> [Dataset entries]
******************************

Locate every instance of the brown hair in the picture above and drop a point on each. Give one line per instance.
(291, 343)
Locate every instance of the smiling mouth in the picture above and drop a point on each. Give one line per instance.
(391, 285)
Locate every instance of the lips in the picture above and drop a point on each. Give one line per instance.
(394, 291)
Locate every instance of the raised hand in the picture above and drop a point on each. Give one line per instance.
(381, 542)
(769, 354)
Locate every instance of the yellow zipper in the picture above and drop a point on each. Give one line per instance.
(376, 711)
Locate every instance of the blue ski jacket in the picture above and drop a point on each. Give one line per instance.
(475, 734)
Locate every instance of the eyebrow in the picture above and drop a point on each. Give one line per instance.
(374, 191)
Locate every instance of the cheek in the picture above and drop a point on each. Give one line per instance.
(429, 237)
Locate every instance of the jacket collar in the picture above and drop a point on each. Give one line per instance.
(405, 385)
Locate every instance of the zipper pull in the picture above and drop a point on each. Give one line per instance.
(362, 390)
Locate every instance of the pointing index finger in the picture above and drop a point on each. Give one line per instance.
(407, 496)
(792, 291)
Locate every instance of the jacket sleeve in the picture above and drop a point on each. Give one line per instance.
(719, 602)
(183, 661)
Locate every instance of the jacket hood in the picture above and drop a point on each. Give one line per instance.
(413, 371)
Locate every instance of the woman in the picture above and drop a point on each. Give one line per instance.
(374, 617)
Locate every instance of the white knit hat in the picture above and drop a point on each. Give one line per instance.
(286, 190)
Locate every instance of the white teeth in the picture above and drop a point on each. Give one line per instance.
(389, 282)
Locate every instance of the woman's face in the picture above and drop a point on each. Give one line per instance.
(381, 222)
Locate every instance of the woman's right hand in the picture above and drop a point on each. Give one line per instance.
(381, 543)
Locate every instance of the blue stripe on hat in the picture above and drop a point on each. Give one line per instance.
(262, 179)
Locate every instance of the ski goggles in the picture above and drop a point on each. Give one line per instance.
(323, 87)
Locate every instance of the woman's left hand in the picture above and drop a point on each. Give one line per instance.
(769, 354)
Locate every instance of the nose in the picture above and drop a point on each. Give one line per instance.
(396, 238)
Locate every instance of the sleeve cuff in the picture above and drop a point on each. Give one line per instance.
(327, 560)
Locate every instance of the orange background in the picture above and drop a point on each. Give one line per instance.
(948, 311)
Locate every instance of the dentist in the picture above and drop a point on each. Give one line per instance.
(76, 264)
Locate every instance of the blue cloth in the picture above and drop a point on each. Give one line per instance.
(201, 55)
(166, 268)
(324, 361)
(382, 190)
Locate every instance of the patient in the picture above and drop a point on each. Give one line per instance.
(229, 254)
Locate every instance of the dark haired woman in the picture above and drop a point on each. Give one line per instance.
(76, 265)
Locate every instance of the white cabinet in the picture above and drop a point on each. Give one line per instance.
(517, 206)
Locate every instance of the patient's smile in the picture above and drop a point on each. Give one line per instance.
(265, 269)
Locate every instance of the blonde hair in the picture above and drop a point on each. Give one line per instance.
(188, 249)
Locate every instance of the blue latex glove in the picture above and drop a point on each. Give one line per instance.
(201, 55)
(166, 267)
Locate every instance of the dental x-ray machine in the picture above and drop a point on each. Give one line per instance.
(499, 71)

******************************

> [WORK INSTRUCTIONS] What you give back must match the records word for word.

> [ANSWER TO THE EXERCISE]
Locate every instance of the brown hair in the picture above and drop a point on each. Give one line per instance.
(291, 343)
Locate every instance of the smiling mouth in the picture above and drop a point on each. Give one line per instance.
(391, 285)
Locate every instance of the lips in the picture above and drop a point on each. Give one line per instance.
(394, 291)
Locate every instance of the raised hand in the picture above and drop a point on each. Give one line per instance.
(381, 542)
(769, 354)
Locate every instance of the yellow zipper in the picture above and drop a point on each. Give one line per instance.
(376, 711)
Locate every instance of the blue ski jacket in the picture above and drop a point on each. Give one line per instance.
(475, 734)
Locate every instance of the eyebrow in the picture above and drop a point on each. Give one line per instance.
(374, 191)
Locate every instance of the cheek in the picture above and drop a point on each. Give one line per instance.
(429, 237)
Locate every instance of the jacket collar in the picture above and drop a point on each. Give one line per instance.
(405, 385)
Locate every instance of the zipper pull in the picture above and drop a point on each. Give one line per instance.
(362, 390)
Locate every instance of the pointing index finger in the picture above and drop a point on each. Give one line per instance.
(407, 496)
(792, 291)
Locate every instance of the jacket sleeve in the picture above and drop a point on each. Give one line per instance.
(719, 602)
(183, 661)
Locate every instance of the jacket hood in the picture above and drop a point on each. Give one line per instance.
(413, 371)
Locate every instance of the woman in the picture above and drop a point on each. Give one line per instance.
(374, 617)
Locate every instance of the white knit hat in the picture above and drop a point on each. Give one line per instance.
(286, 190)
Locate every instance of the white teeth in the picture above and drop a point on each. Give one line per instance.
(389, 282)
Locate every instance of the woman's face in the picture above and drop a point on each. Give one line per instance.
(381, 222)
Locate every instance of the woman's right hand in the picture above and drop a point on each. Give one line per instance.
(381, 543)
Locate every instance of the blue stripe on hat in the picture above and drop a point on each. Give one line per instance.
(262, 179)
Locate every instance of the ski goggles in the picture above and drop a point on each. Give one line per instance.
(323, 87)
Locate every instance of the woman's left hand in the picture above and drop a point on each. Give one line per instance.
(769, 354)
Locate every instance of the nose in the picture above and drop a point on each. Give one line per instance.
(396, 238)
Locate every instance of the sleeve cuff in the picture above and drop a point on each. Give one line per instance.
(327, 560)
Locate every instance of the orange background in the picture above and drop a point on each. Give one line per instance.
(948, 311)
Locate every instance of the dentist in the picture above and drop a point on each. Give one line per instance.
(76, 264)
Locate every instance of the blue cloth in the picture above and drop a point on each. Give one line per instance.
(201, 55)
(166, 268)
(324, 361)
(382, 190)
Locate every instance of the patient in the picture above and drop a point on each. Give one line per instance.
(229, 254)
Locate every instance of the dark haired woman in the picture above and drop a point on each. Give one line per instance.
(76, 265)
Locate every instance of the white cabinet in the picture above and drop a point on each. Give one line per instance.
(517, 206)
Locate every instance of the patient's smile in the picture above and drop a point on each. Give one line per instance.
(265, 269)
Locate every instance of the blonde hair in the picture above and drop a point on each. Give one line per instance.
(188, 249)
Locate every instance of the blue latex glove in the picture above and drop a point on each. Give one line per instance.
(201, 55)
(166, 267)
Locate every instance of the dental x-ray machine in the picture above and drop a point on each. Give one line per instance.
(499, 71)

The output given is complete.